* EXERCISE REQUIREMENTS
- A) In the AMD chipset article, retype the words starting with "Original Link: http://www.anandtech.com/show/2573" and going on through "of this chip.".
- B) Put this sentence from the AMD chipset article into Spanish: "The South Bridge of a chipset is typically responsible for I/O operations."

* GIVEN PASSAGE
Original Link: http://www.anandtech.com/show/2573

The web has been alive with rumors of an upcoming update to AMD's 7-series chipsets that will somehow unlock the true overclocking potential of its Phenom processors. The rumor goes something like this: an updated South Bridge (SB750) will improve communication with Phenom, removing a previous bottleneck and improving the maximum overclock possible. We can't begin to explain the many issues with the various rumors, but we have to allow that somewhere buried deep in these rumors there is a morsel of truth.

The AMD 780G chipset, the South Bridge is the chip, er, at the south end of the image. USB, SATA and Audio all stem off of this chip.

The South Bridge of a chipset is typically responsible for I/O operations. The non-critical PCIe lanes come off of this chip, as do the SATA and USB ports. Audio codecs, networking interfaces and virtually all other components are also run off the South Bridge. The North Bridge on the other hand talks directly to the CPU and connects it to much higher speed elements of the system; things like graphics cards and main memory all stem from the typical North Bridge design. The point of this explanation being that if anything were going to improve overclocking performance, we would assume it would be the North Bridge, not the SB. However, AMD has taken a different approach from traditional chipset engineering as we will soon see.

* EXTRACTED DATA
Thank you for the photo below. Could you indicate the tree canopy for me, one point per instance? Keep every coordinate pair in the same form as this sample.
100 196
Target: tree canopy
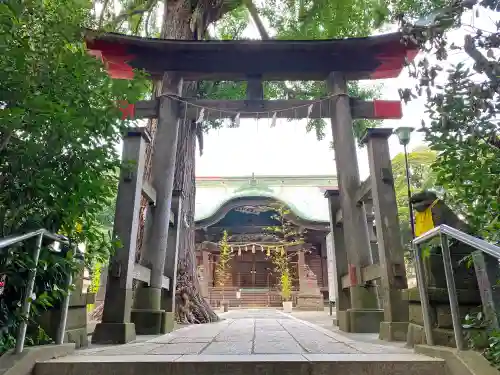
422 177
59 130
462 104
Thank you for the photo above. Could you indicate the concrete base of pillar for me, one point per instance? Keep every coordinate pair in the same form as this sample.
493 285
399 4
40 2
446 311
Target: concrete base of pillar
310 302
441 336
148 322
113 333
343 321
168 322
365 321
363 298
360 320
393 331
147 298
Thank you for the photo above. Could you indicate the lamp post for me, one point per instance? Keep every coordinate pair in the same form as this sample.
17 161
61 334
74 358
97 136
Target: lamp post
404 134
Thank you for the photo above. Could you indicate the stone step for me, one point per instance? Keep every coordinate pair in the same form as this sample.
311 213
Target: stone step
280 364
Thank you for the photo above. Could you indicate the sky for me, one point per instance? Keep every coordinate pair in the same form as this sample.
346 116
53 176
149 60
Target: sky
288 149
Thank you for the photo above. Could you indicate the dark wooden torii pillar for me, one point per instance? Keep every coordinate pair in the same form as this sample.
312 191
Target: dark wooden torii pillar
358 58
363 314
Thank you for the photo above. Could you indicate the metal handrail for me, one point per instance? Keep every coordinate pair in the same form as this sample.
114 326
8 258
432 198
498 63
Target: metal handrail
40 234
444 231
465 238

* EXPECTED RESULTS
- A)
Original Link: http://www.anandtech.com/show/2573

The web has been alive with rumors of an upcoming update to AMD's 7-series chipsets that will somehow unlock the true overclocking potential of its Phenom processors. The rumor goes something like this: an updated South Bridge (SB750) will improve communication with Phenom, removing a previous bottleneck and improving the maximum overclock possible. We can't begin to explain the many issues with the various rumors, but we have to allow that somewhere buried deep in these rumors there is a morsel of truth.

The AMD 780G chipset, the South Bridge is the chip, er, at the south end of the image. USB, SATA and Audio all stem off of this chip.

- B) El puente sur de un chipset normalmente se encarga de las operaciones de E/S.